> **Data extract**
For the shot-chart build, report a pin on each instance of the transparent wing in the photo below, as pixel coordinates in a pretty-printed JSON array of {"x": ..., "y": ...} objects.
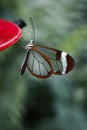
[
  {"x": 38, "y": 64},
  {"x": 61, "y": 62}
]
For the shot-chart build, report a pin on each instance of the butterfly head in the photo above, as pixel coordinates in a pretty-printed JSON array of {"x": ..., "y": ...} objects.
[{"x": 29, "y": 45}]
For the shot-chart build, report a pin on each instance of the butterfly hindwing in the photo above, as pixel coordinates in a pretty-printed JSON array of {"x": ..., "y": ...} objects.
[{"x": 61, "y": 62}]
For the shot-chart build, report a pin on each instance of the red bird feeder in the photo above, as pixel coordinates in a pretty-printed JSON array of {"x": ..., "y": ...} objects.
[{"x": 10, "y": 33}]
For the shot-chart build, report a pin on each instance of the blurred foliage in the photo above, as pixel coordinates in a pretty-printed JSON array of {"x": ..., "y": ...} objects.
[{"x": 57, "y": 103}]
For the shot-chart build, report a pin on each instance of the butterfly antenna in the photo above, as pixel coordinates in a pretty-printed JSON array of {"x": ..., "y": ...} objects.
[{"x": 33, "y": 29}]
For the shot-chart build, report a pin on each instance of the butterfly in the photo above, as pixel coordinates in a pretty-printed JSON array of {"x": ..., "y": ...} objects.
[{"x": 43, "y": 61}]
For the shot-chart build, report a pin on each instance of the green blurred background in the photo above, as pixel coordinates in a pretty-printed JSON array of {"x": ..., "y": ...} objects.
[{"x": 56, "y": 103}]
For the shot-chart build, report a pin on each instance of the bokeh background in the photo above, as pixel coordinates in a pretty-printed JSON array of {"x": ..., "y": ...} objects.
[{"x": 56, "y": 103}]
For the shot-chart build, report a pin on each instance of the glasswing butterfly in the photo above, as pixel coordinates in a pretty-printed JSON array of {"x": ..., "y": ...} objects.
[{"x": 43, "y": 61}]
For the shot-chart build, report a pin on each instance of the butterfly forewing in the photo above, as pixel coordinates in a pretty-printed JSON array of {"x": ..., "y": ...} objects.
[{"x": 38, "y": 64}]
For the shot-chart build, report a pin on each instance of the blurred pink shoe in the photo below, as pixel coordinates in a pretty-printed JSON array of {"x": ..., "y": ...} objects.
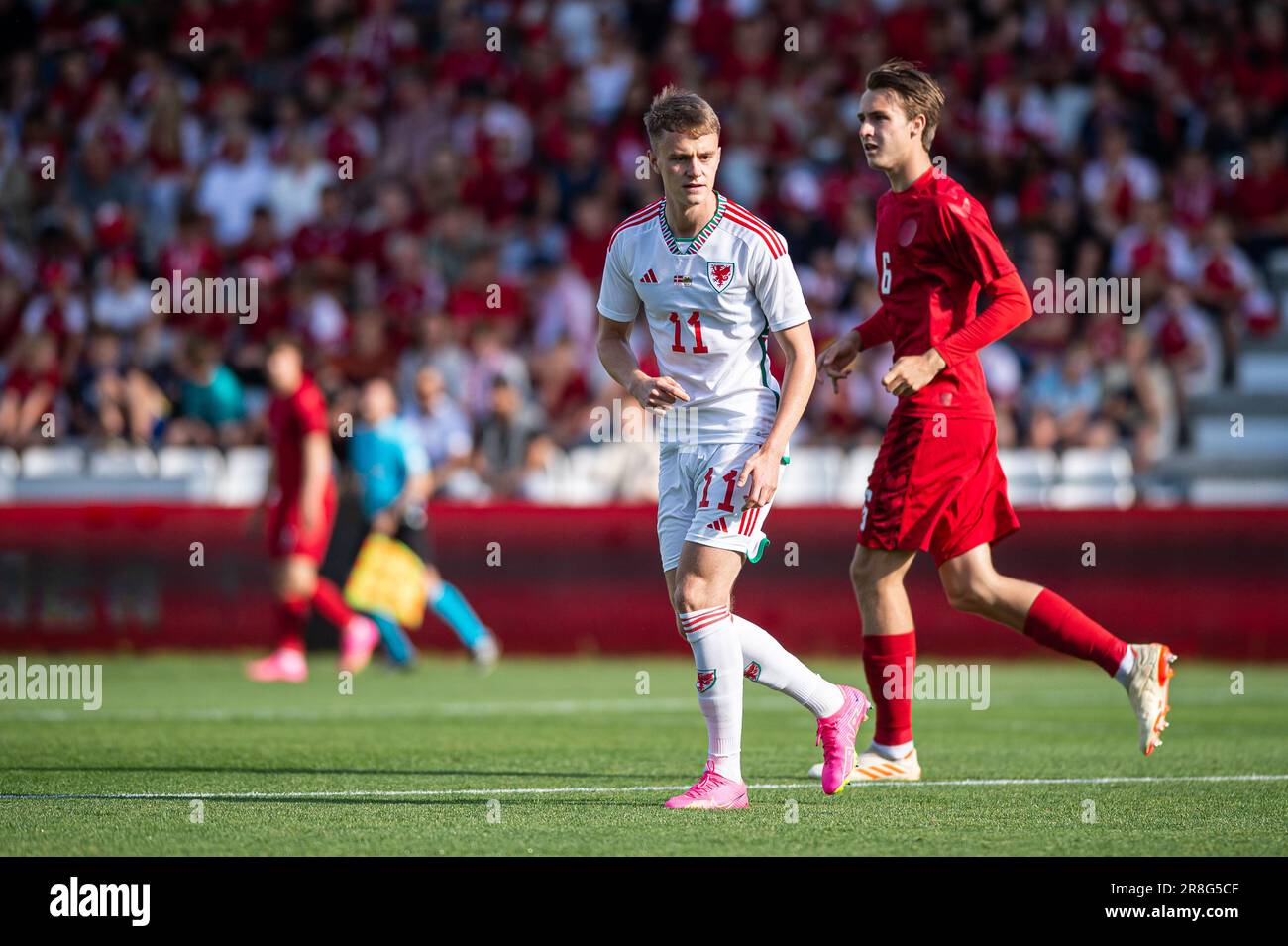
[
  {"x": 357, "y": 641},
  {"x": 284, "y": 665},
  {"x": 712, "y": 790},
  {"x": 837, "y": 732}
]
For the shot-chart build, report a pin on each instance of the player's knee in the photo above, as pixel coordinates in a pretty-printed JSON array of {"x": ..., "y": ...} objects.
[
  {"x": 970, "y": 593},
  {"x": 694, "y": 593},
  {"x": 866, "y": 572},
  {"x": 297, "y": 581}
]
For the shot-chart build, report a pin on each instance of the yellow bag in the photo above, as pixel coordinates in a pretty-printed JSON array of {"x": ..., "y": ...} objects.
[{"x": 387, "y": 578}]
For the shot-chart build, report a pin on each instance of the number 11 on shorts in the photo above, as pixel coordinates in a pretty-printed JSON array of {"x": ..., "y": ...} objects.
[{"x": 730, "y": 478}]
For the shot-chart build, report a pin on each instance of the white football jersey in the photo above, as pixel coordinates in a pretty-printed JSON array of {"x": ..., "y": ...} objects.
[{"x": 709, "y": 306}]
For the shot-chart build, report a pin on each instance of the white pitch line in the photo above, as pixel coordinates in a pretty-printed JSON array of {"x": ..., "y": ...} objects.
[{"x": 596, "y": 789}]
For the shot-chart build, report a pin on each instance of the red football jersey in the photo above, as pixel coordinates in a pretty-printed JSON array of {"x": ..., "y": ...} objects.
[
  {"x": 935, "y": 249},
  {"x": 288, "y": 420}
]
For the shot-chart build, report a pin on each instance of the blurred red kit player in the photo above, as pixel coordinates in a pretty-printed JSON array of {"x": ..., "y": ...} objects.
[
  {"x": 300, "y": 514},
  {"x": 936, "y": 484}
]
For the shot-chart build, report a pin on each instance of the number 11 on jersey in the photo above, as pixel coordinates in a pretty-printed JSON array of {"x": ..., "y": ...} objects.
[{"x": 696, "y": 321}]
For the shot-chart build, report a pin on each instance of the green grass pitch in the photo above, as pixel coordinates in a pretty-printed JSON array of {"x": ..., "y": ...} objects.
[{"x": 442, "y": 761}]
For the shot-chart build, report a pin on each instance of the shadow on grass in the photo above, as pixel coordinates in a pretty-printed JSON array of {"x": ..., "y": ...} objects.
[{"x": 278, "y": 770}]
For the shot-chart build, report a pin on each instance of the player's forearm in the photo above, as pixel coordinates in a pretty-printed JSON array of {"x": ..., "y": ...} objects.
[
  {"x": 799, "y": 376},
  {"x": 317, "y": 470},
  {"x": 1010, "y": 308},
  {"x": 874, "y": 331},
  {"x": 619, "y": 362},
  {"x": 415, "y": 493}
]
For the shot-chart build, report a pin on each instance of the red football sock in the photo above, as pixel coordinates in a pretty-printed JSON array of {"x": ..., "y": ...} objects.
[
  {"x": 1055, "y": 623},
  {"x": 330, "y": 604},
  {"x": 894, "y": 713},
  {"x": 290, "y": 623}
]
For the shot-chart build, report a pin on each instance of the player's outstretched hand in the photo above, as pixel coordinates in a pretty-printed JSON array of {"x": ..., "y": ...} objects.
[
  {"x": 837, "y": 360},
  {"x": 658, "y": 394},
  {"x": 910, "y": 373},
  {"x": 761, "y": 472}
]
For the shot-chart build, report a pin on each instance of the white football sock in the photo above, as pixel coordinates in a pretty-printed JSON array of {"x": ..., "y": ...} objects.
[
  {"x": 893, "y": 752},
  {"x": 768, "y": 662},
  {"x": 719, "y": 662},
  {"x": 1128, "y": 663}
]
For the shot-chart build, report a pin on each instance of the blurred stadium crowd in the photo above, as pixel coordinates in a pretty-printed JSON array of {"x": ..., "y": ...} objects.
[{"x": 463, "y": 258}]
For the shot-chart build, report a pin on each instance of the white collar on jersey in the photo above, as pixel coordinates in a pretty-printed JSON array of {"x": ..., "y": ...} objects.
[{"x": 674, "y": 246}]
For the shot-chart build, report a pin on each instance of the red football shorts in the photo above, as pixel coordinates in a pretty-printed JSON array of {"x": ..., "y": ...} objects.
[
  {"x": 936, "y": 486},
  {"x": 286, "y": 537}
]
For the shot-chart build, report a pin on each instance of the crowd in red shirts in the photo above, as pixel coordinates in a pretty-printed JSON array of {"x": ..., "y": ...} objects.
[{"x": 424, "y": 190}]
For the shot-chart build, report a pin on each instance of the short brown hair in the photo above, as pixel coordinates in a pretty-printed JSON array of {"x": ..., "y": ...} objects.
[
  {"x": 917, "y": 91},
  {"x": 681, "y": 110}
]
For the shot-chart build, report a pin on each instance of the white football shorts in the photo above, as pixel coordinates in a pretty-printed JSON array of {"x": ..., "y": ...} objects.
[{"x": 698, "y": 499}]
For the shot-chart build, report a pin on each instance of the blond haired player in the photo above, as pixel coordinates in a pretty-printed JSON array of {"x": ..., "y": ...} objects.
[{"x": 715, "y": 282}]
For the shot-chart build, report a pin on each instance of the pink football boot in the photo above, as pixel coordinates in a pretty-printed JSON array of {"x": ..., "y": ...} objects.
[
  {"x": 359, "y": 639},
  {"x": 284, "y": 665},
  {"x": 836, "y": 734},
  {"x": 712, "y": 790}
]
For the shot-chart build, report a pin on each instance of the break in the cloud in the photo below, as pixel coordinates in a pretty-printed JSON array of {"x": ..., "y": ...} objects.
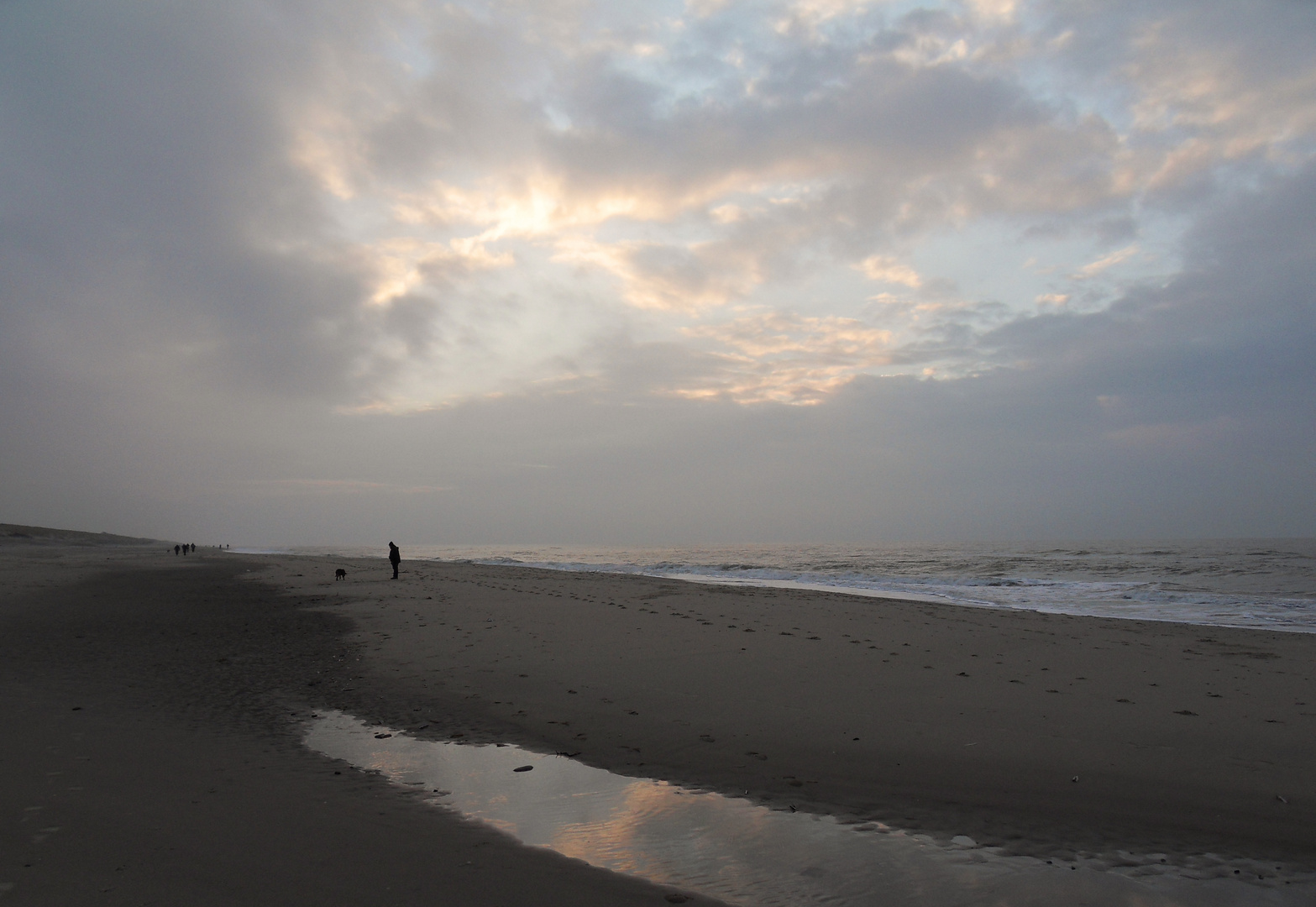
[{"x": 658, "y": 271}]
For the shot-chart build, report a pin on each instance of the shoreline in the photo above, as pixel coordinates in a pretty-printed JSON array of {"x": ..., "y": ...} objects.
[
  {"x": 1115, "y": 608},
  {"x": 969, "y": 721},
  {"x": 988, "y": 752}
]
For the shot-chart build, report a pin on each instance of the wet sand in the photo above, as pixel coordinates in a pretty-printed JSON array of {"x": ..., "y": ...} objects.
[
  {"x": 151, "y": 756},
  {"x": 946, "y": 719}
]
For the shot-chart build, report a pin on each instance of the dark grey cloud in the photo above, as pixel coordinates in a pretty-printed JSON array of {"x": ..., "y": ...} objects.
[{"x": 183, "y": 316}]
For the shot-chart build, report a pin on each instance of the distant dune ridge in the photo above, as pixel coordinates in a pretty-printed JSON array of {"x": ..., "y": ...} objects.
[{"x": 12, "y": 533}]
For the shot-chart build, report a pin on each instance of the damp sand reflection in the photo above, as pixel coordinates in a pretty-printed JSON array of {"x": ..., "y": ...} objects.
[{"x": 740, "y": 852}]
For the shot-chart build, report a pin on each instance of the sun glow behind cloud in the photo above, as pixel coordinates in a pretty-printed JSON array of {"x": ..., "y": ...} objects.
[{"x": 628, "y": 162}]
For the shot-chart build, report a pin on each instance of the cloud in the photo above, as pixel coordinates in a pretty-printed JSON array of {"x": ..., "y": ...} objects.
[{"x": 255, "y": 261}]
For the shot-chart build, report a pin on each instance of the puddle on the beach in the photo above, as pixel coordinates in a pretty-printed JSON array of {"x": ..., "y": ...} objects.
[{"x": 749, "y": 855}]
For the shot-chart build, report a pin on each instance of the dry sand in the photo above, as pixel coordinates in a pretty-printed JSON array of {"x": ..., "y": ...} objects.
[{"x": 953, "y": 721}]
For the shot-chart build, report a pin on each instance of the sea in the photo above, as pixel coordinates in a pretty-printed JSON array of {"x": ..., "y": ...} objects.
[{"x": 1260, "y": 584}]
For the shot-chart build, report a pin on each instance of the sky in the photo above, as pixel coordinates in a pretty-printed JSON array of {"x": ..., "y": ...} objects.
[{"x": 663, "y": 273}]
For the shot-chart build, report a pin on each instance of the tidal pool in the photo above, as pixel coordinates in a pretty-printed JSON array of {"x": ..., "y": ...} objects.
[{"x": 754, "y": 856}]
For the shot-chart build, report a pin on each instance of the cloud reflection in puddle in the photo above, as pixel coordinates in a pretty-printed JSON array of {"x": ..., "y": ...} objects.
[{"x": 729, "y": 848}]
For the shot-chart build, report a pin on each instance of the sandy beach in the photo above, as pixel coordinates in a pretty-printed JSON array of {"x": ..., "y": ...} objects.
[{"x": 182, "y": 769}]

> **Aim of the task**
All lines from the one containing "of the puddle" through the final line of the listing above are to be reproduced exactly; include both and add nothing.

> **Answer below**
For the shot-chart build, report a pin on each instance of the puddle on the beach in the photo above, as pixel coordinates in a pretty-printed JSON array of {"x": ..., "y": ...} objects.
[{"x": 749, "y": 855}]
For the shot-chart build, report a pin on each instance of the dry sand in the photo above, as pixel coordinates in a pretty-printed JSON array of {"x": ..., "y": ...} objects.
[{"x": 953, "y": 721}]
For the shot-chart build, report a pin on each instance of the sea in the photo above, as pixel coordinates in a pretty-printed JSON array of {"x": ..., "y": ...} objects.
[{"x": 1260, "y": 584}]
For the shot-chart build, report a pin on each instance of the sky in the photo above, as pixel coordinates in a pretty-printed JSON array of {"x": ..., "y": ...} objects.
[{"x": 663, "y": 273}]
For the shot-chart build, report a pin on each instance of the tidal pool in the photo above, as pixel coordinates in a pretty-printed JSON array of {"x": ..., "y": ...} objects.
[{"x": 754, "y": 856}]
For the shot-chart build, report a pin on each instance of the cloud reflection in puddle in the photo above, as pixel coordinates in a pretty-printed JSON array of {"x": ..., "y": ...} objects.
[{"x": 729, "y": 848}]
For the shot-chart build, report a pin on each instance of the sandy beach in the photo above, as pixel coordinates in a pretty-printed JSON array of {"x": ..., "y": ...} objects.
[{"x": 182, "y": 769}]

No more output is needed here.